Work instruction: Go through the records, and copy each line in which the string "lamp" is present.

★ ★ ★ ★

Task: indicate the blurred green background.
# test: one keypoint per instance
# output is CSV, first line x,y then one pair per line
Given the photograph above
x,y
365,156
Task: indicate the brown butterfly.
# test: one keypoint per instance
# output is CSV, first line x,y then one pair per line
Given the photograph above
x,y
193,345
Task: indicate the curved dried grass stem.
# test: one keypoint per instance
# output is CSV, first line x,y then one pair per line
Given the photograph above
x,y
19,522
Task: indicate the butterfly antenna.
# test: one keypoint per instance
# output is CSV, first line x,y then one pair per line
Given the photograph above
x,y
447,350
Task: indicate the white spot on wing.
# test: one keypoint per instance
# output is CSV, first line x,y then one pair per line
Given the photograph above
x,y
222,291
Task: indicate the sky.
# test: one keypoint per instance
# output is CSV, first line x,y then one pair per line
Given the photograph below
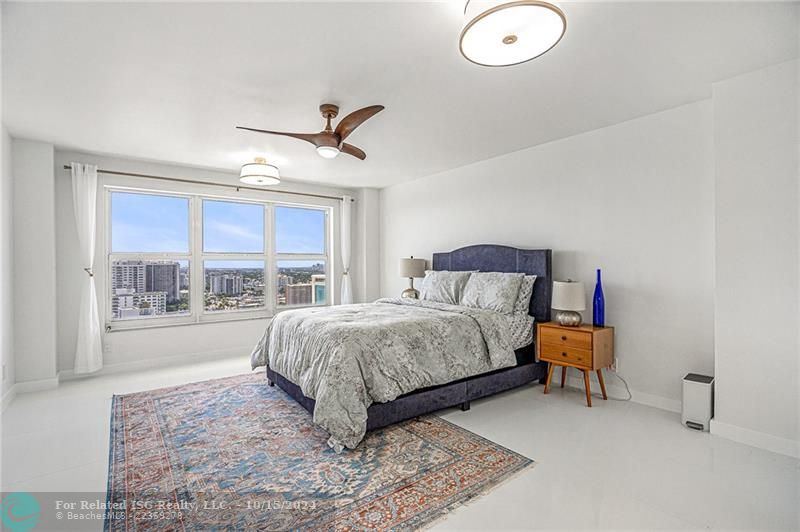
x,y
160,224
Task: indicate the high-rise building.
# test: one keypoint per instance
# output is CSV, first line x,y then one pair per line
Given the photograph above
x,y
129,304
128,275
318,289
164,277
299,294
225,284
147,276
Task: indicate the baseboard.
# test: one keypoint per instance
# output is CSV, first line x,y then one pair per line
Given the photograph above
x,y
762,440
36,386
155,363
8,397
618,391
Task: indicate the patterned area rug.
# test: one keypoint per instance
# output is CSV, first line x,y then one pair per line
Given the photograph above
x,y
234,453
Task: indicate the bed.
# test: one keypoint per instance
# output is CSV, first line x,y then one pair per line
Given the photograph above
x,y
522,369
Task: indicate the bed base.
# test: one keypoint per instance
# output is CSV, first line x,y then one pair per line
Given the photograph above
x,y
420,402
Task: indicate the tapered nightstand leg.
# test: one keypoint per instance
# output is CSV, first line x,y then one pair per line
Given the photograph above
x,y
602,383
588,388
549,378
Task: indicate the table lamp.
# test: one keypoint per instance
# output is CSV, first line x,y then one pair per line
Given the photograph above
x,y
569,297
411,268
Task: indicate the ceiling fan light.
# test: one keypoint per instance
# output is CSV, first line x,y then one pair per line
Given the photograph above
x,y
505,33
259,173
328,152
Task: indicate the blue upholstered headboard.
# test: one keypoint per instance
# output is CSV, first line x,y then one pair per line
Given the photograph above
x,y
493,258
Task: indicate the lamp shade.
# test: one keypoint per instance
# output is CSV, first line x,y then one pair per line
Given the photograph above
x,y
412,267
260,173
506,32
569,295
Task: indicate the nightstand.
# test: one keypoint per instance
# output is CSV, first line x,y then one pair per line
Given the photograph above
x,y
585,348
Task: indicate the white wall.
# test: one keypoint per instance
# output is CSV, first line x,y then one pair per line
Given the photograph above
x,y
367,242
35,291
139,347
756,326
6,266
634,199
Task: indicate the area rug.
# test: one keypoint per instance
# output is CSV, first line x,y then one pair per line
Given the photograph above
x,y
235,453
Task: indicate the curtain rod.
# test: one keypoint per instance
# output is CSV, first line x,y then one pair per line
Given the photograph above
x,y
197,182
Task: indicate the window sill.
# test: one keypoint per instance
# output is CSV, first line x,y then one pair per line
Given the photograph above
x,y
157,323
113,327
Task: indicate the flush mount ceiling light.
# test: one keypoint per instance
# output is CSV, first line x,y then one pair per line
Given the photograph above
x,y
502,33
260,173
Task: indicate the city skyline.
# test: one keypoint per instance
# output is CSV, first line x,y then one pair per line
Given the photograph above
x,y
150,223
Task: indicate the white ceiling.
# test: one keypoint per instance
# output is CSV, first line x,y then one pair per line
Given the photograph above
x,y
169,82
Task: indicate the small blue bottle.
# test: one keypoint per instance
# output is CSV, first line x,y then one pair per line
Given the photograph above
x,y
599,304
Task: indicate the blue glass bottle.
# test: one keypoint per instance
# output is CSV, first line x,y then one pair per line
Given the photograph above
x,y
599,304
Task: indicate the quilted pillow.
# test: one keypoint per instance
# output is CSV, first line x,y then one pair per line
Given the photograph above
x,y
492,291
523,304
443,286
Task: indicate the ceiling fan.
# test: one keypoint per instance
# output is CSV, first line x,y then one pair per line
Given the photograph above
x,y
329,141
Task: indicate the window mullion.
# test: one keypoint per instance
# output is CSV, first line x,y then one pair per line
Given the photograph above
x,y
197,282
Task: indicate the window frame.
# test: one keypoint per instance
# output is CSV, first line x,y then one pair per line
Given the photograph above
x,y
197,256
325,257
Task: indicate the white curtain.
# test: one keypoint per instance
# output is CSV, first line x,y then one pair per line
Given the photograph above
x,y
347,289
89,349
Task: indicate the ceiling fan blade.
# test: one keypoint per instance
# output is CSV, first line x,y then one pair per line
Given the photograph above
x,y
349,149
355,119
313,138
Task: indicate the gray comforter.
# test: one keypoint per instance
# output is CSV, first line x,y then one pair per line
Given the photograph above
x,y
350,356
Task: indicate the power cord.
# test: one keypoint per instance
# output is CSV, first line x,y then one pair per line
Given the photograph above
x,y
627,389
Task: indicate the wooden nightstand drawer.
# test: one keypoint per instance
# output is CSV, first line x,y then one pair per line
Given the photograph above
x,y
562,336
567,355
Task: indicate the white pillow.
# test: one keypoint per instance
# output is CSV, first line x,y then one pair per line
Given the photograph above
x,y
443,286
492,291
523,304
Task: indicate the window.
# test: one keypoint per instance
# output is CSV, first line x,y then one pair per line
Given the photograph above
x,y
300,247
187,258
149,259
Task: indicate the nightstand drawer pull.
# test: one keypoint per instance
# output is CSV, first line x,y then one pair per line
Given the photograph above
x,y
578,338
560,354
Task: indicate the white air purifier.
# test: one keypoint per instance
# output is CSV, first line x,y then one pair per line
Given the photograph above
x,y
698,401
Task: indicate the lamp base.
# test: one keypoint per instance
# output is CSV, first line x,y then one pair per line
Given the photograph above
x,y
568,318
411,293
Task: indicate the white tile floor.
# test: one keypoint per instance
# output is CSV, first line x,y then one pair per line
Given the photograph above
x,y
615,466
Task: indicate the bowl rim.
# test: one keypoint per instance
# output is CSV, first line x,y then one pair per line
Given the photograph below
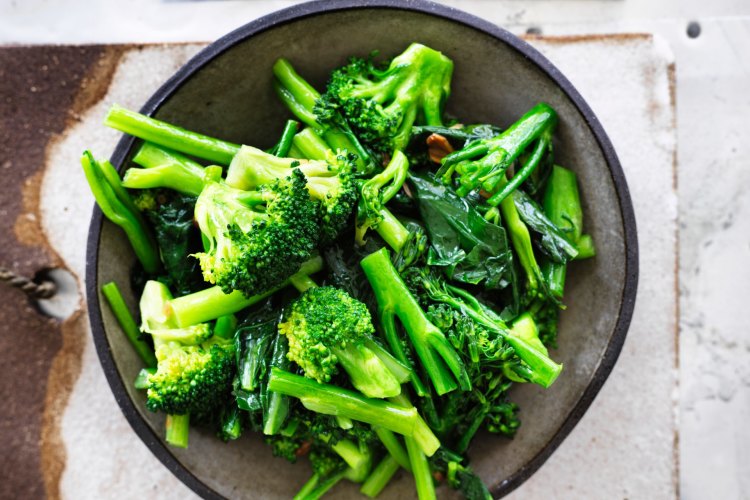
x,y
295,13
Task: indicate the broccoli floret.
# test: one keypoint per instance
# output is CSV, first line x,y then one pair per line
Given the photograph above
x,y
329,181
325,327
382,105
257,239
191,379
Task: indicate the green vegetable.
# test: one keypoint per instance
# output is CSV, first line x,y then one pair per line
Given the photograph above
x,y
381,105
257,239
117,206
327,327
438,358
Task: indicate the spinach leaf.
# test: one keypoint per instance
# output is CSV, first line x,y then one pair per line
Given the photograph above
x,y
176,237
469,248
549,238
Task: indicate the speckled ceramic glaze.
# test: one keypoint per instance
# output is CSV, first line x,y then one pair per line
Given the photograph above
x,y
225,91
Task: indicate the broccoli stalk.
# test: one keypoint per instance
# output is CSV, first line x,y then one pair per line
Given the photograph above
x,y
538,368
562,205
117,206
329,182
170,136
194,370
438,357
167,169
212,303
331,400
300,97
376,192
484,162
382,105
257,239
327,327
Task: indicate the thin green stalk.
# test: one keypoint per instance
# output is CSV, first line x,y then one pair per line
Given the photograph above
x,y
170,136
211,303
287,136
128,324
177,430
117,206
394,446
332,400
380,477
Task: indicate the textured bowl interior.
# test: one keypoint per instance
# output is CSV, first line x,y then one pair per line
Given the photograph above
x,y
231,97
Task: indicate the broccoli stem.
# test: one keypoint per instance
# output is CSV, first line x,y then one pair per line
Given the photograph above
x,y
141,380
380,477
521,240
431,346
311,145
225,326
318,486
170,136
393,445
367,372
562,205
332,400
420,467
112,293
299,96
277,407
209,304
117,206
168,169
287,136
177,430
391,230
586,248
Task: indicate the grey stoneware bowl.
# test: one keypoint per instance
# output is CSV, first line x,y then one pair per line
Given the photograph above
x,y
225,91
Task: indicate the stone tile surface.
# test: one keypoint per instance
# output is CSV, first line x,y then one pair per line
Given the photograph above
x,y
617,438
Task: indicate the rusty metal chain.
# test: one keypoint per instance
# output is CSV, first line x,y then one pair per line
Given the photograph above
x,y
43,290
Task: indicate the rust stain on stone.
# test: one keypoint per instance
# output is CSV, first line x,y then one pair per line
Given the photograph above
x,y
64,371
43,90
571,39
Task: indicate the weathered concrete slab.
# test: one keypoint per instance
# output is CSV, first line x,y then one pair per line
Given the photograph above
x,y
624,447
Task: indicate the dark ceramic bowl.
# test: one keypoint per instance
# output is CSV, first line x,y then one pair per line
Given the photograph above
x,y
225,91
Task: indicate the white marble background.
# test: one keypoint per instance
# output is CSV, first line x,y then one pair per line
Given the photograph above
x,y
713,78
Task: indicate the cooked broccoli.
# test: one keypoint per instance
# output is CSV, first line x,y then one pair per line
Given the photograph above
x,y
382,105
259,238
438,357
193,373
329,181
325,327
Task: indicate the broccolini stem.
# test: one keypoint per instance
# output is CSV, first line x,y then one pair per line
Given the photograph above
x,y
394,446
332,400
299,96
112,293
534,160
277,407
421,470
391,230
211,303
380,477
311,145
177,430
170,136
287,136
316,486
431,346
586,248
117,206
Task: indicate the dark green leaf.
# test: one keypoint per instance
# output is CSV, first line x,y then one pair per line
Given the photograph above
x,y
549,238
469,248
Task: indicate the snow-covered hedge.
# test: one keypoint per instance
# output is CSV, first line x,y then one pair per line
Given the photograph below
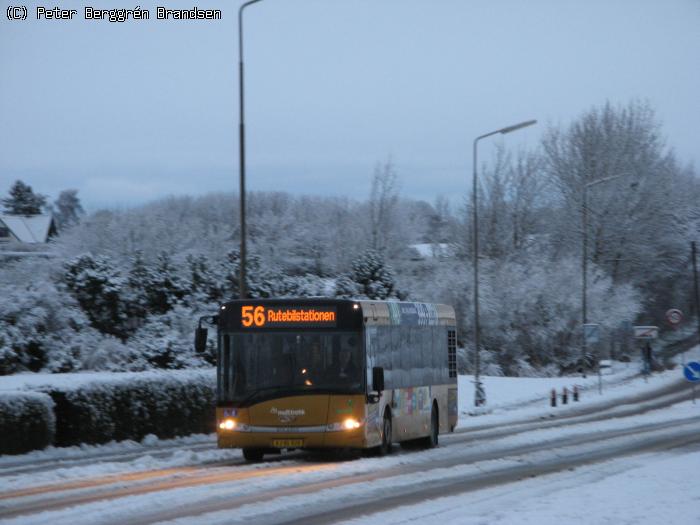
x,y
27,422
131,406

★ ★ ★ ★

Task response:
Task: indicate the table lamp.
Task: indicate the lamp shade.
Task: indicate the lamp base.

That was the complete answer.